WHAT YOU SHOULD DO | Copy everything from the start of the entries down through the line containing "130 92 L 131", adding -54 to every coordinate in the answers and leaving all other text as it stands. Omit the pictures.

DATA RECORDS |

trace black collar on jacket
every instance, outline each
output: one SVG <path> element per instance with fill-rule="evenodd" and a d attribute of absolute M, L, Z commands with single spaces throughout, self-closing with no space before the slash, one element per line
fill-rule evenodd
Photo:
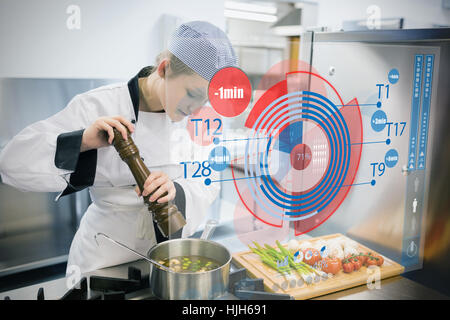
<path fill-rule="evenodd" d="M 130 92 L 131 102 L 133 103 L 134 108 L 134 116 L 136 117 L 136 121 L 138 121 L 139 115 L 139 78 L 148 77 L 152 71 L 153 66 L 147 66 L 142 68 L 137 75 L 128 81 L 128 91 Z"/>

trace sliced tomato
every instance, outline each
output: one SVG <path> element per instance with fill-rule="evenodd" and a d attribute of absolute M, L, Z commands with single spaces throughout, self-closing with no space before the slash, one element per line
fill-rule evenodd
<path fill-rule="evenodd" d="M 325 258 L 320 263 L 323 272 L 336 274 L 341 270 L 341 261 L 337 258 Z"/>
<path fill-rule="evenodd" d="M 342 269 L 344 269 L 345 273 L 350 273 L 353 271 L 354 266 L 353 266 L 353 262 L 351 261 L 345 261 L 342 263 Z"/>
<path fill-rule="evenodd" d="M 308 248 L 303 251 L 303 261 L 310 266 L 313 266 L 317 261 L 317 257 L 320 260 L 320 253 L 314 248 Z"/>
<path fill-rule="evenodd" d="M 370 255 L 366 261 L 367 266 L 376 266 L 377 264 L 377 259 L 375 256 Z"/>
<path fill-rule="evenodd" d="M 358 271 L 361 268 L 361 266 L 362 266 L 362 263 L 361 263 L 361 261 L 359 261 L 358 258 L 353 258 L 352 259 L 352 263 L 353 263 L 353 269 L 355 271 Z"/>

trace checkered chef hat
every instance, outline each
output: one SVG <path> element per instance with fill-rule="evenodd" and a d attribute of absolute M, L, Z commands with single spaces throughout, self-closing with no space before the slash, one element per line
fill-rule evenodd
<path fill-rule="evenodd" d="M 238 65 L 238 58 L 226 34 L 205 21 L 180 25 L 173 33 L 168 49 L 208 81 L 220 69 Z"/>

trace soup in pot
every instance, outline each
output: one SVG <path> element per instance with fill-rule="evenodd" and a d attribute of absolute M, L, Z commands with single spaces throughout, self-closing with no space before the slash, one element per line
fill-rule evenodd
<path fill-rule="evenodd" d="M 158 261 L 174 272 L 199 273 L 217 269 L 221 266 L 218 261 L 202 256 L 180 256 L 166 258 Z"/>

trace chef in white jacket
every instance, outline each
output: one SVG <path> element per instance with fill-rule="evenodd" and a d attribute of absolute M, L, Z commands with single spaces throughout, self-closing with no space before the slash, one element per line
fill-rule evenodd
<path fill-rule="evenodd" d="M 174 151 L 180 142 L 173 135 L 185 128 L 187 115 L 207 102 L 213 75 L 236 65 L 220 29 L 202 21 L 182 24 L 154 67 L 142 69 L 128 83 L 75 96 L 62 111 L 23 129 L 6 145 L 0 154 L 4 183 L 23 191 L 61 192 L 58 198 L 89 188 L 92 204 L 72 241 L 67 270 L 85 273 L 136 260 L 108 241 L 97 245 L 98 232 L 143 254 L 164 241 L 143 204 L 142 195 L 155 190 L 151 201 L 174 201 L 185 215 L 187 224 L 178 236 L 196 231 L 218 187 L 184 179 L 180 161 L 190 159 L 178 157 L 183 152 Z M 140 149 L 151 171 L 144 190 L 136 188 L 130 169 L 111 146 L 113 128 L 124 138 L 128 128 Z"/>

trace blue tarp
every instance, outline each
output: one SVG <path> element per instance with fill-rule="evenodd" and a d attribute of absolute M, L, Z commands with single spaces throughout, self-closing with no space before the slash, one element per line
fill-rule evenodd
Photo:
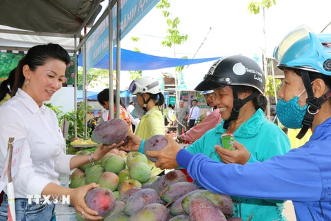
<path fill-rule="evenodd" d="M 98 99 L 99 92 L 88 91 L 88 99 Z M 120 93 L 121 97 L 130 97 L 128 90 L 122 90 Z M 83 100 L 83 90 L 77 90 L 77 101 Z"/>
<path fill-rule="evenodd" d="M 121 70 L 157 70 L 166 68 L 183 66 L 217 60 L 221 57 L 202 59 L 181 59 L 159 57 L 137 52 L 126 49 L 121 49 Z M 116 47 L 114 48 L 114 70 L 116 70 Z M 79 55 L 78 65 L 83 66 L 83 55 Z M 94 68 L 108 69 L 109 53 L 107 53 L 94 66 Z"/>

CORRECT OUTPUT |
trace black collar on jacket
every instance, outline each
output: one SVG <path> element per instance with fill-rule="evenodd" and a d attribute of absolute M, L, Z commands with single spaces throughout, self-closing with no space before the slash, one element per line
fill-rule evenodd
Photo:
<path fill-rule="evenodd" d="M 76 38 L 77 48 L 79 49 L 80 54 L 80 62 L 82 63 L 82 67 L 84 67 L 85 61 L 85 24 L 94 23 L 98 17 L 99 12 L 93 12 L 88 14 L 83 21 L 74 27 L 74 37 Z"/>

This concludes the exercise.